EXTRACTED TEXT
______________________________
The Furious Flashbacks – WCW Mayhem 2000

12 glorious wrasslin’ matches from Dubya-Cee-Dubya

As you were from the last recap; Halloween Havoc 2000. Most of the feuds were in a holding pattern thanks to Vince Russo’s departure with a concussion. The only real thing of note was that Scott Steiner about to be elevated into the companies #1 guy. A little late as the crowd had now stopped caring. This show did a 0.12 buyrate.

We’re in Milwaukee, Wisconsin. Hosts are Fat Tony, Fat Mark and Fat Stevie.

Cruiserweight title – Mike Sanders (c) v Kwee Wee w/Paisley

So this is how low we’ve sunk folks. Mike Blanders, a guy who does exactly zero cruiserweight moves, as the cruiser champ. Not that Allen Funk is a cruiserweight wrestler anyway. The only good thing about this is the future Queen Sharmell making the best of a bad situation and attempting to get Kwee Wee over. Sanders gets frustrated in the early going and calls out the other bland guys – the Vanilla Thrillers. And somehow the ref misses Mark Jindrak hitting a flying clothesline over his head. Jindrak is like 6’ 5” for fucks sake. They run more interference allowing Jindrak/O’Haire to double biel Kwee Wee into a Sanders powerslam for 2. But Sharmell has seen enough and heads backstage to bring out MENG. Her disguise to convince him to come out is essentially a cheap afro wig, which makes her look like muthafuckin’ COFFY~! So you know I’m down with that. Meng tears into the Thrillers but gets outnumbered. Meng chokes out a few of them regardless and here comes Flair with security. Ah, WCW’s cruiserweight division. A guarantee of high flying action with minimal interference. Um. So everyone is booted bar the wrestlers and we’re back where we started. Madden’s reasoning for Paisley being allowed out here is her “very big breasts”. Stevie is more cautious, which is good considering her position as his future sister in law. Blanders with a “modified” Cobra Hold. Or a Cobra Clutch if you’re not Mark Madden. Stevie chastises him for not being able to call a match. In the ring below average action continues, which is ironic considering Sanders nickname of “above average”. Kwee Wee tries for a sunset flip to the floor but Blanders reverses into a rana, which is pretty badly executed. Paisley and her ghetto booty jump on the apron and Sanders gets slapped. Paisley with a HANDSPRING BACK ELBOW! DAYUM GIRL! I’ve never seen her bust moves like that. Sanders ignores it and finishes with the 3.0, which is the round the backbreaker that Randy Orton stole. This gets the pin at 7.50. *. Bad match covered with multiple run in’s that the referee either didn’t care about or he’s blind.
______________________________
WHAT YOU WILL DO
1. Name every host that the WCW Mayhem 2000 recap lists for the show.
2. Scale the entries from the line containing "brick wall, one" through the end of the entries, and give only those lines, requests included. Multiply each point coordinate in the answers by 2.6 and round it to a whole number, with halves rounding up; leave the request text and its format samples unchanged, and omit the pictures.
The recap and the entries that follow it come from unrelated sources.
______________________________
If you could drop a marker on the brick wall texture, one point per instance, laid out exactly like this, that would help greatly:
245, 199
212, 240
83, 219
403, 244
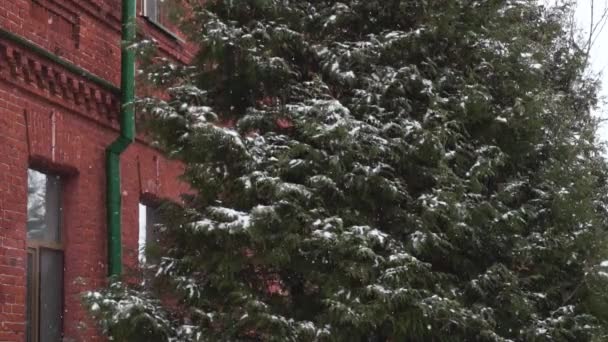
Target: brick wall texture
58, 121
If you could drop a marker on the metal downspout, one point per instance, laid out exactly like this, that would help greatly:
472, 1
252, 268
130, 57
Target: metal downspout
127, 135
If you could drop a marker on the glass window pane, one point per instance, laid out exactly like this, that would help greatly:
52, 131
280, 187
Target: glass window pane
30, 296
43, 207
147, 235
142, 232
51, 294
151, 221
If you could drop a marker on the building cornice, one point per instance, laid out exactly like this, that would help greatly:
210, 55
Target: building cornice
28, 66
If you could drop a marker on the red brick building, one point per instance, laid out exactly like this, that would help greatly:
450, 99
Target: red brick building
59, 101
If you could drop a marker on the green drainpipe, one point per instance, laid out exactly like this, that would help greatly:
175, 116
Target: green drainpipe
127, 135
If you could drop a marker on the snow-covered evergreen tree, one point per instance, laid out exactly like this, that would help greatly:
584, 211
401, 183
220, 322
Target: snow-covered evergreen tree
375, 170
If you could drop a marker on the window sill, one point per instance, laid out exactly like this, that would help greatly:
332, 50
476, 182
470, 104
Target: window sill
164, 29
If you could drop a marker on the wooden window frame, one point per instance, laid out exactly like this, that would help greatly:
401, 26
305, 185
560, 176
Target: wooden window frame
34, 248
157, 21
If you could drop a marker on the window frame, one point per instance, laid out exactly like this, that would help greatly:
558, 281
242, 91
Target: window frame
156, 21
151, 219
34, 248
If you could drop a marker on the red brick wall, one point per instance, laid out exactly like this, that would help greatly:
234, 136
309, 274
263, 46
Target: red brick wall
57, 121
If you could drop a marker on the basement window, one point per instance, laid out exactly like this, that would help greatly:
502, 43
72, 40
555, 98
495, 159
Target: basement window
44, 258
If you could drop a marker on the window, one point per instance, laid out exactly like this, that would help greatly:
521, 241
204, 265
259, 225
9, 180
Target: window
157, 11
147, 220
44, 258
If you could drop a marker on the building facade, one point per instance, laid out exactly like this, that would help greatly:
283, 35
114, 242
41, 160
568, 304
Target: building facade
59, 101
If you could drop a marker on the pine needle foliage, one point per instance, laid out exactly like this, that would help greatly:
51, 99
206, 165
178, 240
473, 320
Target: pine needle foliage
375, 170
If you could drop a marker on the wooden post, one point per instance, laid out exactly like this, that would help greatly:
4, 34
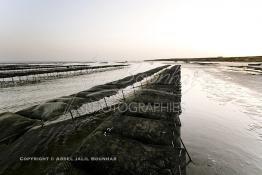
______________________________
WRITTEN ANSWERS
1. Fat Tony, Fat Mark, Fat Stevie

2.
If you could drop a marker on the red brick wall, one point per instance, laid out exactly like this, that would help greatly:
234, 136
309, 274
263, 46
Target: red brick wall
148, 315
If you could drop a marker on the basement window, one point per instance, laid out exactly like this, that would help greatly:
502, 43
72, 40
555, 98
495, 159
Target: basement window
114, 671
If you could drop a marker on the window, one point per instance, laid out exactly like this, that would help greatly:
521, 241
204, 265
259, 225
9, 180
Target: window
408, 29
382, 572
114, 671
If you could drop a marker on the building facade, one point per instance, laid out exactly like this, that would help greatly:
283, 35
114, 242
41, 160
568, 304
Target: building facade
153, 263
If you could drop a marker on the pine needle foliage, one point per instance, laid out exactly like this, that would help greatly:
51, 99
206, 165
178, 240
473, 320
Target: pine needle foliage
975, 442
If you could drop a marker on the wooden post, one point per instance, laid out exactly like this, that would help greatly:
4, 34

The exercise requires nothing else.